§ 作業内容:
1. 転職時の給与を扱った提示文について、次の(a)～(c)が本文と合致するかを「はい」または「いいえ」で答え、判断の根拠となる本文の語句を引用してください。(a) 中途社員は入社時の月収・年収が一律である。(b) 提示される給与の決定要素は、現職(または前職)の月収・年収額と面接での評価の2つである。(c) 給与交渉で勝算を得るには、企業の採用熱度が高いことと応募者の即戦力性が高いことの両方を満たす必要がある。
2. 転職時の給与を扱った提示文のうち、「しかし、最終的には面接の評価次第となります」で始まる段落を、主要な事実を残して箇条書きに書き改めてください。

§ 提示文:
********
新卒社員は一律の賃金でスタートしますが、中途社員は入社時の月収・年収が異なるのがほとんどです。これは、中途社員の個々の能力や職務によって給与体系が変わることと、転職時に給与交渉をすることが可能だからです。
中途入社ではどのようにして月収・年収が決まるのか
求人票には月収○万円~○万円のように給与の幅が書かれており、内定時にはこの給与幅の中から給与が提示されます。提示される給与の決定要素は以下の2つです。
- 現職(離職中なら前職)の月収・年収額
- 面接での評価
基本的に、転職者の生活水準がこれまでと大きく変わることのないよう、企業は前職の給与を考慮した給与提示を行ってくれます。
しかし、最終的には面接の評価次第となります。人事制度の整った企業では等級(グレード)制度を導入しており、能力・職務・役割などでランクを分け、応募者がどこに該当するのか査定を行います。ランクが1つ上がるだけで年収は大きく変わるので、少しでもよい位置からスタートできるよう面接で自分の強みを積極的に自己PRすることが重要です。
転職時における給与交渉にはリスクも多い
転職時の給与交渉には以下のように3つのリスクも伴いますので事前に確認しておきましょう。
内定を見送られる
応募者側の希望年収と提示年収に大きな乖離があることがわかったら、企業は他の候補者を探すという選択肢を取ります。希少性の高いスキルを持っているか、面接でよほど高い評価を得ていない限り、内定を見送られてしまうリスクがあります。
お金に執着する人というレッテルが貼られやすい
給与に関する質問ばかりをすると、お金で仕事を選んでいるという印象を持たれやすくなり、人物評価においてマイナスに響くリスクがあります。
金額に見合った成果を要求される
月収・年収の上昇に連動して、入社後に求められる行動レベルも上がります。周囲の期待値や高まるプレッシャーに応えられるかどうかの覚悟も必要でしょう。
給与交渉が成功するケースとは
給与交渉は誰もが成功するわけではありません。以下のケースを満たしている場合のみ、と考えてください。
- 企業の採用熱度が高い(欠員募集など採用の緊急性が高い)
- 応募者の即戦力性が高い(業務内容との親和性が高い、難易度の高い資格を保有している)
この両方、もしくは片方でも該当していれば勝算はあります。どちらも該当しておらず、聞くだけきいてみようという姿勢で交渉を始めると、面接官の心証を大きく損なうので注意しましょう。
給与交渉前に準備しておくべきこと
実は、自分の収入額を正確に把握している人はそう多くありません。転職を機に年収を上げたい人や希望年収が明確に決まっている人も、まずは自分の収入額を正しく把握することが最初のステップです。直近一年間の年収・月収・賞与額を細かく調べ、下記の数式を成立させておきましょう。
********
§ ポインティング用データセットのデータ:
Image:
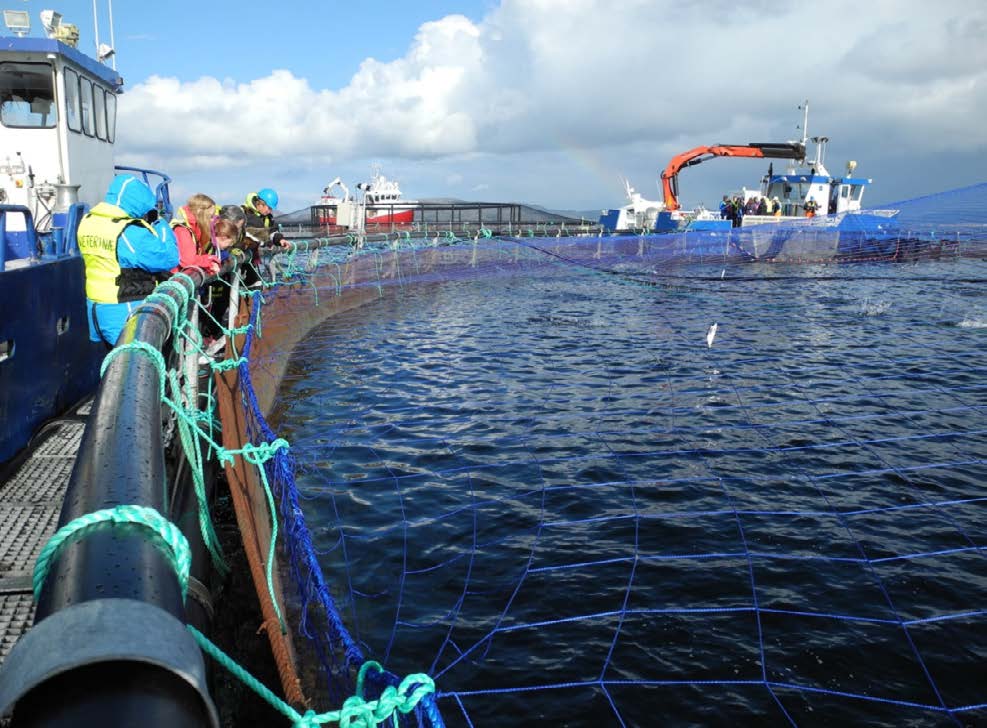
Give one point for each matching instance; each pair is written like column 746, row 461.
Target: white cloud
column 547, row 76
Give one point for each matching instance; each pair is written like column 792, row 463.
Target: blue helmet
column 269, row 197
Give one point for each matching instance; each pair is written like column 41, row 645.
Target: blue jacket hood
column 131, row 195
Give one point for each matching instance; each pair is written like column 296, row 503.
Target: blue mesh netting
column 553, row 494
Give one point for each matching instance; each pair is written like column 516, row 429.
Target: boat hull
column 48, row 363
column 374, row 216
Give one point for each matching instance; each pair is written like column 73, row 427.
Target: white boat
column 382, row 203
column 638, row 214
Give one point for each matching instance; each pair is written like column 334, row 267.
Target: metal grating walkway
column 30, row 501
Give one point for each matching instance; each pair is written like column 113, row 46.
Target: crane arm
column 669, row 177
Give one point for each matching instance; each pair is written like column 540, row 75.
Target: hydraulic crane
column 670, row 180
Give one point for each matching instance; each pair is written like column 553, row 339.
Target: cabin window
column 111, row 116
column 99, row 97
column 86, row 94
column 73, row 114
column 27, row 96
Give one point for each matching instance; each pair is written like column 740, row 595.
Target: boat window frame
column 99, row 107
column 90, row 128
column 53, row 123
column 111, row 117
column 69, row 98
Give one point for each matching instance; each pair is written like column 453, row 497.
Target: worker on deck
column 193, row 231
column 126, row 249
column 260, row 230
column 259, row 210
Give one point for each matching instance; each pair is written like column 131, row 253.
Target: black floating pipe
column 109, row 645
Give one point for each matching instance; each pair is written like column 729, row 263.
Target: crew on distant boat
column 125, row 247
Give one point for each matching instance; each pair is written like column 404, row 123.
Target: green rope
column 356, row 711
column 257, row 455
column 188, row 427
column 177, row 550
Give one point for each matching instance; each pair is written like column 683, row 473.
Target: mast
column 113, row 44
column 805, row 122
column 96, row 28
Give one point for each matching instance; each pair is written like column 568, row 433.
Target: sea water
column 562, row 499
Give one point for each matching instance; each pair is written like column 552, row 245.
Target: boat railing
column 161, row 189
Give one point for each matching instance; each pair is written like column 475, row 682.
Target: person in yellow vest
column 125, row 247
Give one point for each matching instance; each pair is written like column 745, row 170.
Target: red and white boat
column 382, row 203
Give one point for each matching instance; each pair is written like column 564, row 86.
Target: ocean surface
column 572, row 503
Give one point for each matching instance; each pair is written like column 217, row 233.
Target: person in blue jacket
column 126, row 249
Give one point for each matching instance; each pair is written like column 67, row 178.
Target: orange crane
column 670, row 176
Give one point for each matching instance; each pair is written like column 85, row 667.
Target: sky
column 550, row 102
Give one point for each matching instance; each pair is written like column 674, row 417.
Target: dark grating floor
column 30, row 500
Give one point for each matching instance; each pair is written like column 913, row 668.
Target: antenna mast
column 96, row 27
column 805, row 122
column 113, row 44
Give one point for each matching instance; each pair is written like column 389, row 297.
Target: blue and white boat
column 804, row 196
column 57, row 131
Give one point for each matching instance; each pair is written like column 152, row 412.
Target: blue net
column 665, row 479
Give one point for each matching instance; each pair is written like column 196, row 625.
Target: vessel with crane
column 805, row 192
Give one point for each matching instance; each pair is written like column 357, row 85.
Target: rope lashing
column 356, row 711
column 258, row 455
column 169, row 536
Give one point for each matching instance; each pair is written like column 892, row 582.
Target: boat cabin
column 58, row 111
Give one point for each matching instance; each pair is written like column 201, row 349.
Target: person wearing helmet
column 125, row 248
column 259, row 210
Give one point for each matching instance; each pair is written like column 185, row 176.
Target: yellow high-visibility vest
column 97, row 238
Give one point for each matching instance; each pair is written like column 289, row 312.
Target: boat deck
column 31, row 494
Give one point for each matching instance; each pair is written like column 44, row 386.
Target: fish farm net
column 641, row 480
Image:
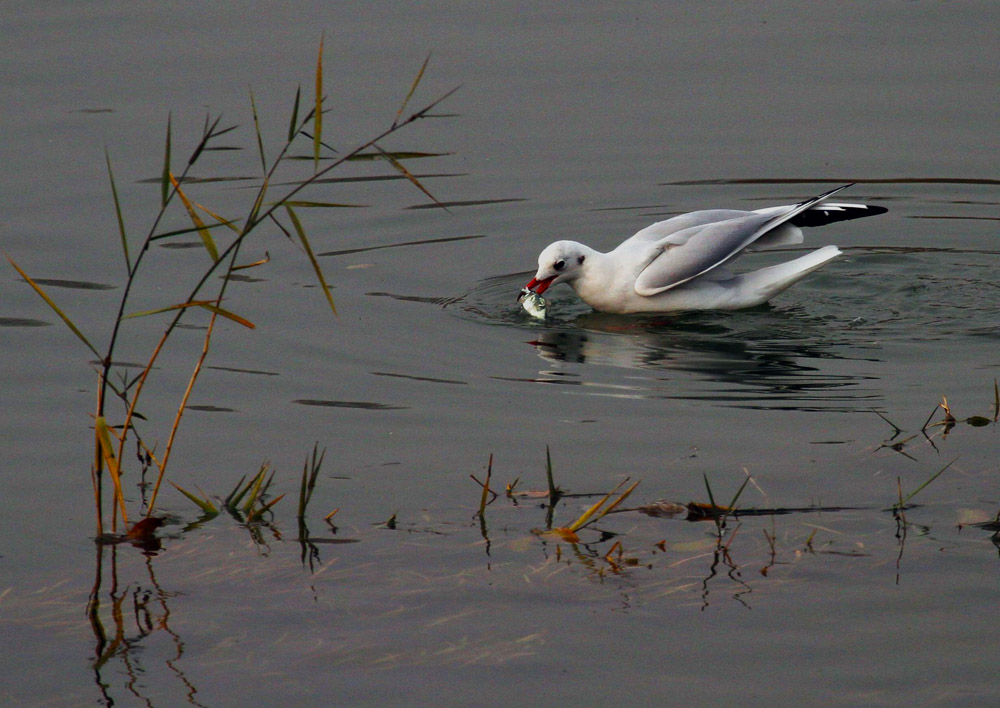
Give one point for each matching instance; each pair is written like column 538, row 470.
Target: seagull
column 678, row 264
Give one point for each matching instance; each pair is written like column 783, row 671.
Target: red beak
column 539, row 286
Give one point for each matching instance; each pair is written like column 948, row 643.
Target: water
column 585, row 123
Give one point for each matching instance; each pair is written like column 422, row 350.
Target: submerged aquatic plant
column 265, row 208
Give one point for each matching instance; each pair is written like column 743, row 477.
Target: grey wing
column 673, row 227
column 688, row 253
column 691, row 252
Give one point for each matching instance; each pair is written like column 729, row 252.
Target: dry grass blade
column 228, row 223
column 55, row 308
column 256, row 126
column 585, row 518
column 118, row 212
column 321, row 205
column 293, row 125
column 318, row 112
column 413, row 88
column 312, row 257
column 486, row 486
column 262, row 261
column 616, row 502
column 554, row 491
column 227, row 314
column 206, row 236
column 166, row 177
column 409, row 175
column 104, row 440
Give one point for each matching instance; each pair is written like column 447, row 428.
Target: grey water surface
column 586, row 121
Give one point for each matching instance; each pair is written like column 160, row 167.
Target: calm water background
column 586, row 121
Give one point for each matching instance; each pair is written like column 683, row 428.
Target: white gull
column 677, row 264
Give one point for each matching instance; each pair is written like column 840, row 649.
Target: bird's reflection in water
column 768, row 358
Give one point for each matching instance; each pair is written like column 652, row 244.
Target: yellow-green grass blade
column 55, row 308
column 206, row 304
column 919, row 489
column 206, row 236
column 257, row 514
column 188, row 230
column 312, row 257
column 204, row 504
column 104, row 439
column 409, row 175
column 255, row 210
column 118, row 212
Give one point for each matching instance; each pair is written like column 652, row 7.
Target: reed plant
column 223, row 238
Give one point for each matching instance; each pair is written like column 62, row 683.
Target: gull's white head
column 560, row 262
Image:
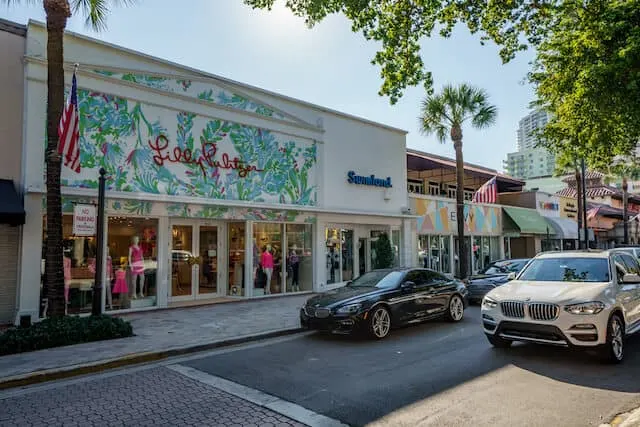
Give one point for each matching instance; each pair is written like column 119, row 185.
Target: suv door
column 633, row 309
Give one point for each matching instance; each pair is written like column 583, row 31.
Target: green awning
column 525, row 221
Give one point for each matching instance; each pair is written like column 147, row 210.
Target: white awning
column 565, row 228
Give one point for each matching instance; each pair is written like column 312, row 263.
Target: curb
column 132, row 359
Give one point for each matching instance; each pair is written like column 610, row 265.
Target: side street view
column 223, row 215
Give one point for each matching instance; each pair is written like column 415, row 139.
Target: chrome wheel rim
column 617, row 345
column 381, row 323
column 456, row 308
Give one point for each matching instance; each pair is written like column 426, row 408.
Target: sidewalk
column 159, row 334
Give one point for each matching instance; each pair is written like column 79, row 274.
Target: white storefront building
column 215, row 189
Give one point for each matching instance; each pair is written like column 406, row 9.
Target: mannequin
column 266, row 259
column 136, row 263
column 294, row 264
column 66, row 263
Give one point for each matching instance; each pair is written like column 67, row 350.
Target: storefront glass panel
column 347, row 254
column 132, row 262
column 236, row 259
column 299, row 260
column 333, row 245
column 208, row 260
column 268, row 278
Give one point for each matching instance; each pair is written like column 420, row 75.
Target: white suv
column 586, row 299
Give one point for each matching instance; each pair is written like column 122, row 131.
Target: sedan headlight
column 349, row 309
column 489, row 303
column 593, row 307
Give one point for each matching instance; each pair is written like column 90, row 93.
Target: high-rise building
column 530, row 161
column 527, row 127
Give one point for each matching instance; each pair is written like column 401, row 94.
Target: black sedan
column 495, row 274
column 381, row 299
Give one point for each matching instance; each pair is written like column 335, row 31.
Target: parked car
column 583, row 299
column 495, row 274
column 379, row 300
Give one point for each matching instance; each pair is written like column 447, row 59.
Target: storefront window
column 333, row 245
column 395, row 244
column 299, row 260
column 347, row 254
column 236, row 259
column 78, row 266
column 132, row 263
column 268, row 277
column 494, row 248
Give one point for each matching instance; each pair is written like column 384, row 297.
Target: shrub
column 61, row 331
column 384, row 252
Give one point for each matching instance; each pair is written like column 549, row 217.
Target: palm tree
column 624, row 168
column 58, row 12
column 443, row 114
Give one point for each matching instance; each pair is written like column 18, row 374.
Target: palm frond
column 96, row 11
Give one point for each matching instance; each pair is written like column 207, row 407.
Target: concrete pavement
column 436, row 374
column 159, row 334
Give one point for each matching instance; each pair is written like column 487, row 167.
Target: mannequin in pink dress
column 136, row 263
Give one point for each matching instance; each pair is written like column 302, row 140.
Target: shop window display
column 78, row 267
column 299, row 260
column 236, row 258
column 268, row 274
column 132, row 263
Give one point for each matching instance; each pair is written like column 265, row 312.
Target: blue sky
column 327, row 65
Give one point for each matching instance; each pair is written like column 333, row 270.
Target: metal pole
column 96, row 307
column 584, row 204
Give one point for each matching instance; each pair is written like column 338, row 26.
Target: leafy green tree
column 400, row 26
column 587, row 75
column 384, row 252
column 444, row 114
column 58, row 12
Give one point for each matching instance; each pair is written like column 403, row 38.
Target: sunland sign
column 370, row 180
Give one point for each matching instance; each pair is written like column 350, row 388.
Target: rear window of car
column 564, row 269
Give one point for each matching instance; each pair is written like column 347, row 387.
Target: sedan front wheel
********
§ 解答一覧:
1.
(a) いいえ。「中途社員は入社時の月収・年収が異なるのがほとんどです」
(b) はい。「提示される給与の決定要素は以下の2つです」「現職(離職中なら前職)の月収・年収額」「面接での評価」
(c) いいえ。「この両方、もしくは片方でも該当していれば勝算はあります」

2.
- 給与は最終的に面接の評価で決まる。
- 人事制度の整った企業は等級(グレード)制度を導入し、能力・職務・役割などでランクを分けて、応募者の該当ランクを査定する。
- ランクが1つ上がるだけで年収は大きく変わる。
- 少しでもよい位置から始めるには、面接で自分の強みを積極的に自己PRすることが重要である。